(Referring expression pointing data)
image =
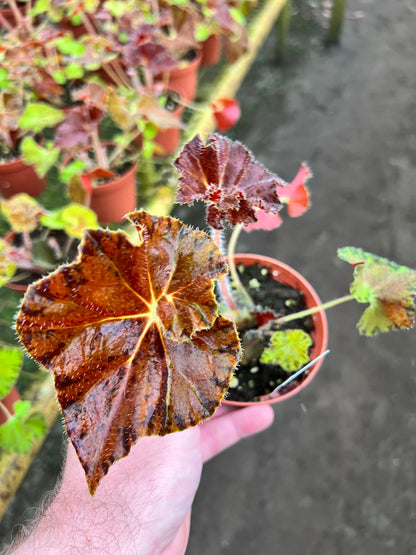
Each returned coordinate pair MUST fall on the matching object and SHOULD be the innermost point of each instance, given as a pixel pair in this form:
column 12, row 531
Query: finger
column 223, row 431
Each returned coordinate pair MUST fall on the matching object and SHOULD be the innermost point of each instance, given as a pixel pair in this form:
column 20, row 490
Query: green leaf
column 69, row 45
column 41, row 158
column 238, row 16
column 73, row 218
column 74, row 71
column 289, row 348
column 10, row 363
column 19, row 432
column 39, row 115
column 389, row 288
column 202, row 32
column 7, row 267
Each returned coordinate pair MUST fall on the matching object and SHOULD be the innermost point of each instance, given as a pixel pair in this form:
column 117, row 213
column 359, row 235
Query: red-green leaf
column 296, row 197
column 226, row 113
column 132, row 335
column 388, row 287
column 225, row 175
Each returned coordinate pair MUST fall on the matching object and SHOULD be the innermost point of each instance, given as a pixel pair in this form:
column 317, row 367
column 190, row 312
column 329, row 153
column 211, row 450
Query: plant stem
column 314, row 310
column 101, row 157
column 283, row 23
column 233, row 270
column 7, row 413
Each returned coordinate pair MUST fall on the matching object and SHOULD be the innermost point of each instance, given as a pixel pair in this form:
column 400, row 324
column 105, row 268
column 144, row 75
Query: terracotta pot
column 211, row 51
column 184, row 80
column 8, row 402
column 287, row 275
column 18, row 177
column 115, row 199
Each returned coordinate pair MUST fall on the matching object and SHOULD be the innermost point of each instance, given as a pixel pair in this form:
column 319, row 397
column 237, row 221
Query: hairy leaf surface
column 225, row 175
column 133, row 337
column 388, row 287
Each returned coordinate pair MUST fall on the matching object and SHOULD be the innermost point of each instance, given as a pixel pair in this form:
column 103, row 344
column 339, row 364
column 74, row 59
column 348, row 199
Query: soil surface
column 254, row 378
column 335, row 474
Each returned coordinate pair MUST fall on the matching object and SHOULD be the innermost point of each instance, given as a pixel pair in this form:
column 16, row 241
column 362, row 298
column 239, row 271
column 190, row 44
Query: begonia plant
column 132, row 329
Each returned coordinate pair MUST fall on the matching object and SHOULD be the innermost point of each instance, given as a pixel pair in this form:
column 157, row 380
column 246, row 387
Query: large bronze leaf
column 132, row 335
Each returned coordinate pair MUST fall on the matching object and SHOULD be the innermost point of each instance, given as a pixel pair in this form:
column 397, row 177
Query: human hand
column 143, row 505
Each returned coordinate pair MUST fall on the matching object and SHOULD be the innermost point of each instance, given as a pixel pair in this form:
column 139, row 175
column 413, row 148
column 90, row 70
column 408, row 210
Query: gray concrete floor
column 338, row 478
column 341, row 477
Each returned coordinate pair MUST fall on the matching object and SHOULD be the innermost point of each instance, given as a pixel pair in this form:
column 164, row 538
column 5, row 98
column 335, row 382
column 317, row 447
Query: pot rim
column 319, row 334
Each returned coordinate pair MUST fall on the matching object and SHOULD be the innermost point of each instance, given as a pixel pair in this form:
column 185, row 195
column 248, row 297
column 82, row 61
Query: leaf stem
column 233, row 270
column 314, row 310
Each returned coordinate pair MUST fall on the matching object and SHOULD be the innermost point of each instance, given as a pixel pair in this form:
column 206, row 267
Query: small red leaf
column 226, row 113
column 132, row 336
column 296, row 195
column 226, row 176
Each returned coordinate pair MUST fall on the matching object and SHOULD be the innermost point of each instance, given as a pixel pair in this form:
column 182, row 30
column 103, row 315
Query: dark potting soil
column 253, row 378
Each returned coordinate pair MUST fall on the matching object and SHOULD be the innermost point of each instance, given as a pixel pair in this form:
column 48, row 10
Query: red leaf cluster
column 226, row 176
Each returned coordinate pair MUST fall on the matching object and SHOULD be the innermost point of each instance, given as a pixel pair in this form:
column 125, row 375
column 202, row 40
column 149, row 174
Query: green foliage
column 7, row 267
column 41, row 158
column 21, row 429
column 38, row 115
column 388, row 287
column 288, row 348
column 72, row 218
column 11, row 359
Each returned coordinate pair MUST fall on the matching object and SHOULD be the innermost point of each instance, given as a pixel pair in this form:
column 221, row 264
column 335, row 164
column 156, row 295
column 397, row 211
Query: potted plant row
column 96, row 91
column 166, row 354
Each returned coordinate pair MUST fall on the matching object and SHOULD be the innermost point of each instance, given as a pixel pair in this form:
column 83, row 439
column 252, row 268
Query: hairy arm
column 143, row 505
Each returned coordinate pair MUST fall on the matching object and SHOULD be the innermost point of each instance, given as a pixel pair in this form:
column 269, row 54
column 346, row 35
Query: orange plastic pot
column 112, row 201
column 211, row 51
column 169, row 139
column 287, row 275
column 18, row 177
column 184, row 80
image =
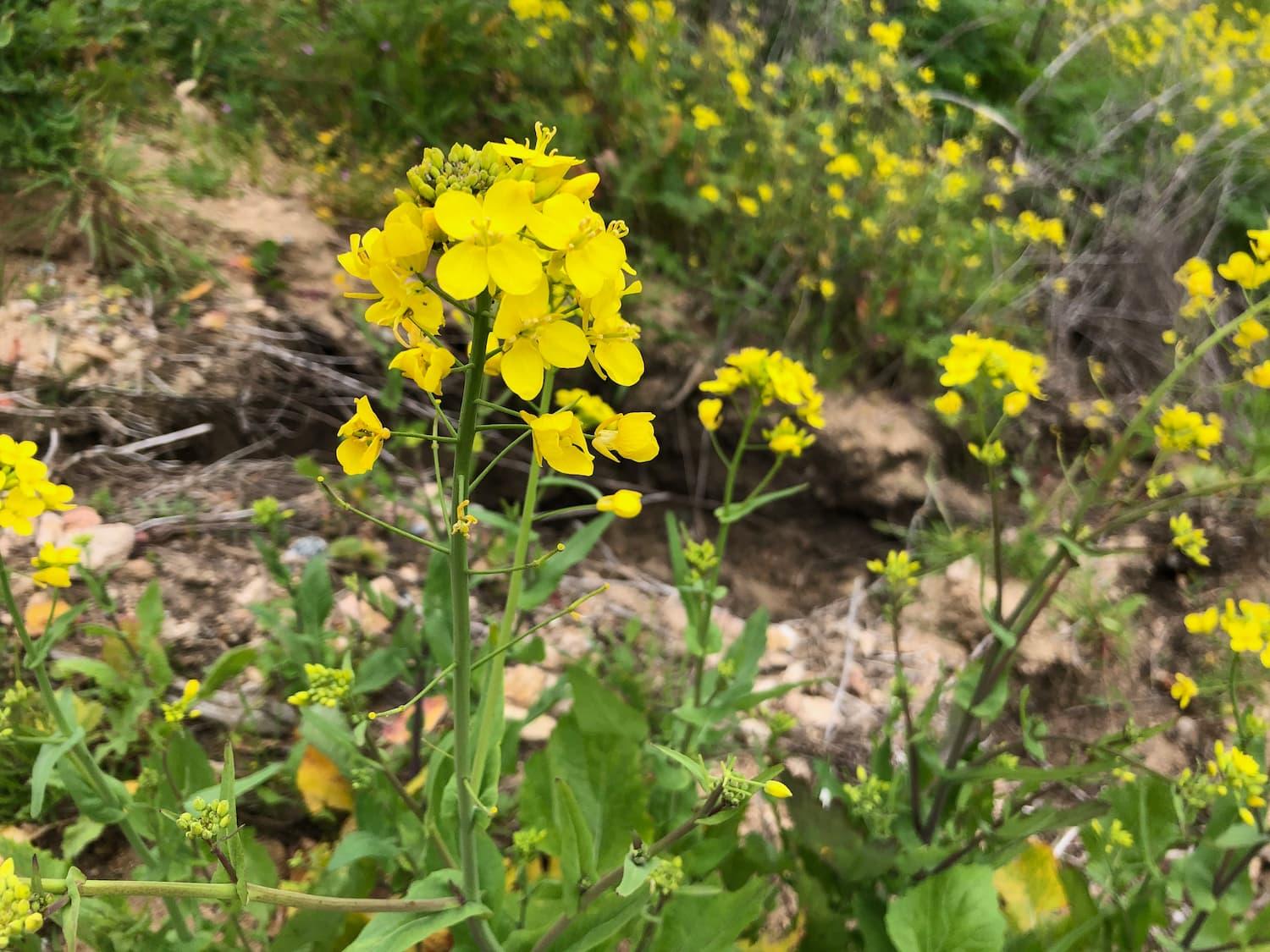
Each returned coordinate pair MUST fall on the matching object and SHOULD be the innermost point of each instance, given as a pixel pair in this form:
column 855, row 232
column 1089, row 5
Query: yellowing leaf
column 1030, row 889
column 196, row 292
column 320, row 784
column 40, row 612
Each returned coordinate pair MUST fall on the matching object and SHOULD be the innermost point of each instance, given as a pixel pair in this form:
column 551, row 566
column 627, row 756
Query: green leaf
column 546, row 578
column 395, row 932
column 634, row 876
column 58, row 630
column 46, row 761
column 234, row 845
column 230, row 664
column 695, row 767
column 361, row 845
column 739, row 510
column 601, row 711
column 952, row 911
column 70, row 918
column 577, row 845
column 314, row 597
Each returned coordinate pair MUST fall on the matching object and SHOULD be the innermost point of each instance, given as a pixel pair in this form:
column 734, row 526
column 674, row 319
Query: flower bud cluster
column 211, row 823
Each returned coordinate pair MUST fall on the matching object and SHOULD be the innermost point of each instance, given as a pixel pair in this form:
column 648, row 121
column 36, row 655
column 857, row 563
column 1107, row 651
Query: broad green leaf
column 1030, row 888
column 634, row 876
column 233, row 845
column 710, row 923
column 395, row 932
column 46, row 761
column 314, row 597
column 739, row 510
column 952, row 911
column 58, row 630
column 601, row 711
column 230, row 664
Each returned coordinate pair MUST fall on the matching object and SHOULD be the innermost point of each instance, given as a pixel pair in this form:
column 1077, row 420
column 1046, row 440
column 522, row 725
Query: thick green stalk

-- WHAT NEEDS TO BE DONE --
Write out only the lines that run from the line containing "column 359, row 235" through the line containing "column 105, row 268", both included, exactly as they appear above.

-- TASK SOLUTION --
column 359, row 235
Query: red-green leaf
column 296, row 197
column 226, row 113
column 132, row 335
column 388, row 287
column 225, row 175
Each returned coordinate pair MUST fall on the matching object and SHOULD be the innermost point of each instance, given as a pixel pair in this form:
column 317, row 367
column 190, row 312
column 329, row 153
column 211, row 450
Query: plant stem
column 314, row 310
column 101, row 157
column 283, row 23
column 233, row 270
column 7, row 413
Each returned coordinate pair MUST fall on the matching object and SHOULD be the innermost point of each instance, given as a pixel pair in this form:
column 400, row 324
column 105, row 268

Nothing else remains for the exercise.